PROMPT A:
Repeat word for word the part of the passage on the FedEx Miami cargo hub starting at "Christine Boldt, executive" and ending at "cut at farms.".
PROMPT B:
In the passage on the FedEx Miami cargo hub, how much area does FedEx's largest cold storage section cover?
PROMPT C:
Please continue the passage on the FedEx Miami cargo hub and flower imports from where it stops.
-- EXTRACT TO READ follows --
One of the main items that moves through the hub are flowers, since the Miami airport is the largest gateway for imported flowers in the United States, mostly from Colombia and Ecuador. Other key items passing through include frozen and fresh seafood from places like Chile and the Caribbean, plus meats, fruits, vegetables and pharmaceuticals. The hub includes FedEx’s largest cold storage section, covering 70,000 square feet — the equivalent of 33 tennis courts — of refrigerated and frozen storage.
Christine Boldt, executive vice president of the Association of Floral Importers of Florida, said the slowdown in air traffic during the pandemic has caused big problems for the flower industry.
“We had major logistic challenges during pandemic. It had a real impact on flowers (delivered) overnight and on what we could bring in,” she said, explaining that flowers are generally shipped on planes to the U.S. within a couple days of getting cut at farms.
Boldt was cautiously optimistic about the expanded FedEx Miami air cargo center. For Florida flower importers, the issue hasn’t been facility space, but the lack of airplanes to bring the perishable flowers from Colombia and Ecuador to Miami, she said.
“Having another airline expand their facility is great, but how many more planes to actually get them here? It’s not a lack of space, it’s lack of planes,” Boldt said.
-- EXTRACT TO READ concluded --
-- LISTED ENTRIES follows --
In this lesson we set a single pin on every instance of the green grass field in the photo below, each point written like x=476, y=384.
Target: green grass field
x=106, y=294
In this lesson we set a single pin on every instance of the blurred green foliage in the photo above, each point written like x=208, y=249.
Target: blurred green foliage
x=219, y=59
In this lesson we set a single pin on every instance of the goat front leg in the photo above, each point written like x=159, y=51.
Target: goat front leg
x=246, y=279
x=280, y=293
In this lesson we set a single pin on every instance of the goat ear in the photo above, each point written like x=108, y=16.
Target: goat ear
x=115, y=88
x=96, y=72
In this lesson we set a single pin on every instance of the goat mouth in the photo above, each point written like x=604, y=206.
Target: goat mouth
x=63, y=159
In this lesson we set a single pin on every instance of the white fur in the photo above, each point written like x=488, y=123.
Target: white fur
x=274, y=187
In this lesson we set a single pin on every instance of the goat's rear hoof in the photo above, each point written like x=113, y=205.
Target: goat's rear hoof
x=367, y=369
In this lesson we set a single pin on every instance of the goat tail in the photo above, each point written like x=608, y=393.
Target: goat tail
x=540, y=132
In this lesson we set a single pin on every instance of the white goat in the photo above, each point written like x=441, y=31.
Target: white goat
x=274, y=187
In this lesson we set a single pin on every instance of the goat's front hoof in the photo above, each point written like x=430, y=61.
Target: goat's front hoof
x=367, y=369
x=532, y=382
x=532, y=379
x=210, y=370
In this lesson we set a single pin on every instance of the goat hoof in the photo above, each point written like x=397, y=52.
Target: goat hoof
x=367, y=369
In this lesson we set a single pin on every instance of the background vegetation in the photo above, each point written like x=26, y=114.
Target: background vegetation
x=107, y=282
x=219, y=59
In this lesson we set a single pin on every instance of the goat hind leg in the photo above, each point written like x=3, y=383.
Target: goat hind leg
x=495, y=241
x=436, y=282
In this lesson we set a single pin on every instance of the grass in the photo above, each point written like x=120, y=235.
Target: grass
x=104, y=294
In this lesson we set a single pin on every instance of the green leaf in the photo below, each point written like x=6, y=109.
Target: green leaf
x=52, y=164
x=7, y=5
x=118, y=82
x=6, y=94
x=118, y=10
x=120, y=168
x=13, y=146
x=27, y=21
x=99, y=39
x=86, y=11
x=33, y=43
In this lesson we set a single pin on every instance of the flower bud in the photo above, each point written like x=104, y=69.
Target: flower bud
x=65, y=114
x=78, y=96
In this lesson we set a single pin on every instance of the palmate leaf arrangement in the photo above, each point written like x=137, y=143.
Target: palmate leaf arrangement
-- LISTED ENTRIES concluded --
RESPONSE AREA A:
Christine Boldt, executive vice president of the Association of Floral Importers of Florida, said the slowdown in air traffic during the pandemic has caused big problems for the flower industry.
“We had major logistic challenges during pandemic. It had a real impact on flowers (delivered) overnight and on what we could bring in,” she said, explaining that flowers are generally shipped on planes to the U.S. within a couple days of getting cut at farms.

RESPONSE AREA B:
70,000 square feet, the equivalent of 33 tennis courts.

RESPONSE AREA C:
FedEx did not respond to questions regarding whether additional aircraft were added to the Miami hub, as part of the building enlargement.
The expansion was finished while the United States contends with protracted and unprecedented supply chain problems. While the hub will boost transportation of perishable goods from Miami, air cargo only makes up a small fraction of the goods coming into the country.
“For air shipment, this is a big deal. It will definitely make a dent in the market, but only in the air cargo market,” said Senthil Veeraraghavan, a professor of manufacturing and logistics at Wharton Business School at the University of Pennsylvania in Philadelphia.
Non-perishable goods, everything from shoes to furniture, almost always come to the United States in huge slow shipping containers, since air shipping is much more expensive.
“Five years down the line, it will be a great advantage for Miami versus other points of entry,” he said of the much bigger FedEx air cargo complex.